YOUR GOAL -
Look through the material for lines with the word "window", and copy each one.

─── DATA

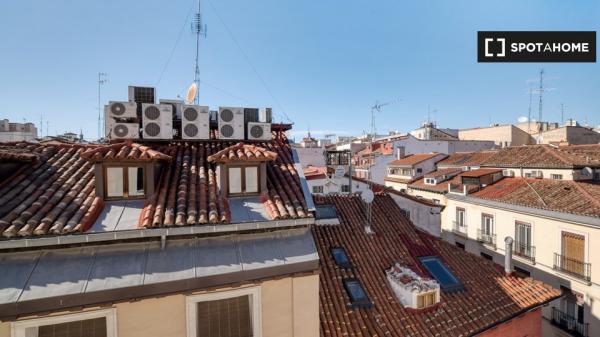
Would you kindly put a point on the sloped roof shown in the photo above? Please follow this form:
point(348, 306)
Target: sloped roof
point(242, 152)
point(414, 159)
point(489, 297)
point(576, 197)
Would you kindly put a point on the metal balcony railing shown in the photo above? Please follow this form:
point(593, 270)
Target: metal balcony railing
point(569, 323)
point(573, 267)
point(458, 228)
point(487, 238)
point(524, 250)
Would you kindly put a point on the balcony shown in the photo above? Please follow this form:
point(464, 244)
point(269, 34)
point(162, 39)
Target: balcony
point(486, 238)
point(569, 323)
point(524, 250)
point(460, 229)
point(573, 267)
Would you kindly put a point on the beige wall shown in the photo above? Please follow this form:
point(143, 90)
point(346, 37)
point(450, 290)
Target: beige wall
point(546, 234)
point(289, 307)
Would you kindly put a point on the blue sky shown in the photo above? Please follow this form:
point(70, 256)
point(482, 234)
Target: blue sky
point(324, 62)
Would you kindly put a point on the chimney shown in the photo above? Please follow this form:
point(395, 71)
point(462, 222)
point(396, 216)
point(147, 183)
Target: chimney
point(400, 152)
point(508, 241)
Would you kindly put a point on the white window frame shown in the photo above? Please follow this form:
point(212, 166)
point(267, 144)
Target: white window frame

──────

TASK RESPONSE -
Would you kindly put a point on the white window frame shown in the photo above? Please follow this form:
Target: white window frame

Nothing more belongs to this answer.